◆ SOURCE MATERIAL:
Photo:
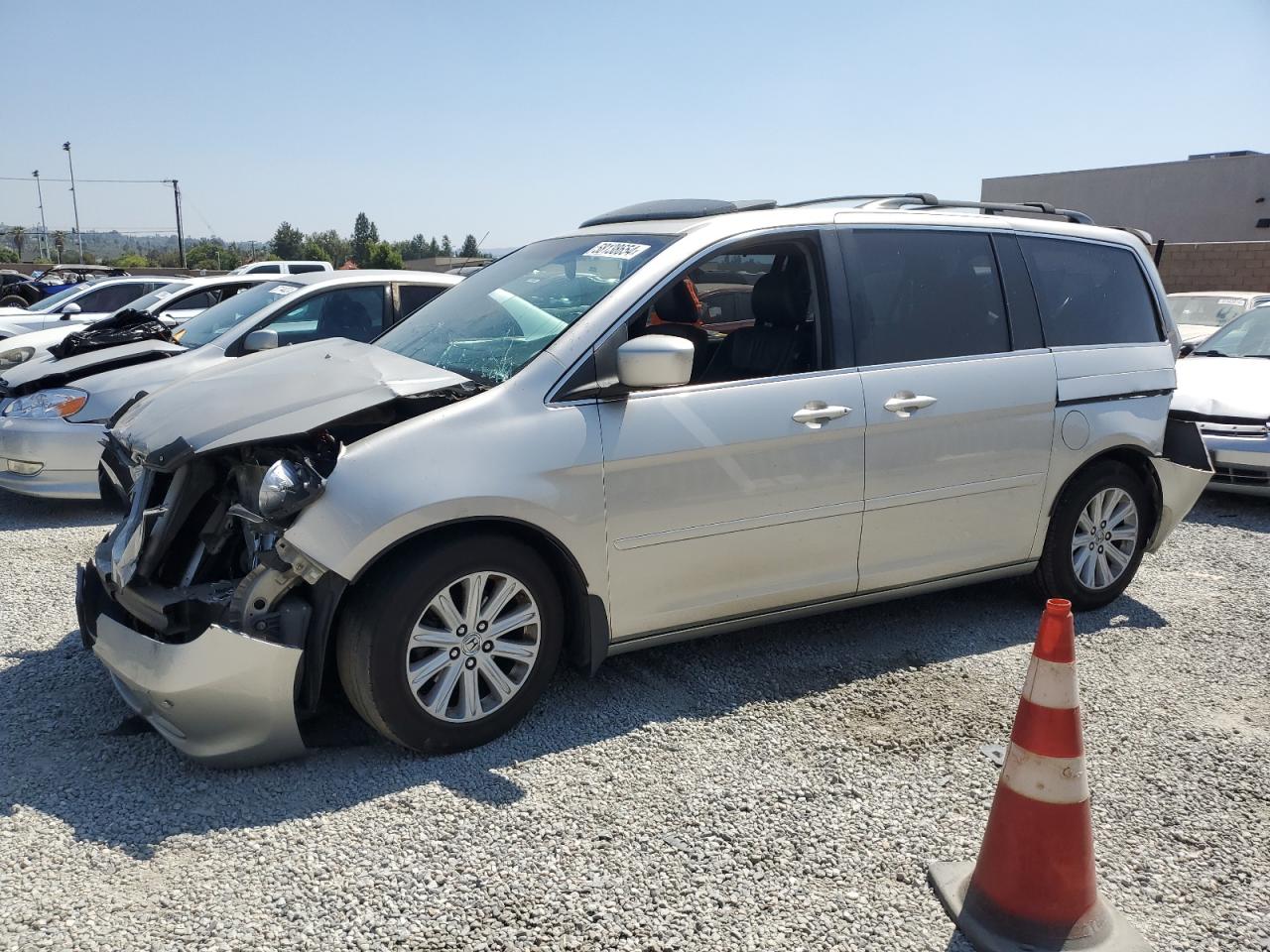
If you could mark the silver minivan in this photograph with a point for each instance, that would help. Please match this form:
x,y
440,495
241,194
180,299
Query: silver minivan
x,y
684,417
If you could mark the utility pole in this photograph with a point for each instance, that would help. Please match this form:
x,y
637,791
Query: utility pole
x,y
79,234
181,234
44,225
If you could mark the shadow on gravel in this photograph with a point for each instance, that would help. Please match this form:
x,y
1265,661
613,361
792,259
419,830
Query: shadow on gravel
x,y
1251,513
71,752
24,513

◆ WHAT TO WORK ON: Faithful copy, images left out: write out every line of data.

◆ RESULT OF THIS TASK:
Photo:
If you could mark the silver minivan in this photograph with a point for each instance, that would help. Please match this form:
x,y
440,495
241,194
180,299
Query: silver minivan
x,y
684,417
If you could mark the utility pole in this photograph with a point for each instance, that would help. Please match this form:
x,y
637,791
Query: utility pole
x,y
79,234
181,234
44,225
If you could mark the shadow on gravel in this photograph with a point for each instance, that would help. Please match this form:
x,y
1265,661
613,361
792,259
419,830
Query: shadow on gravel
x,y
1251,513
71,752
24,513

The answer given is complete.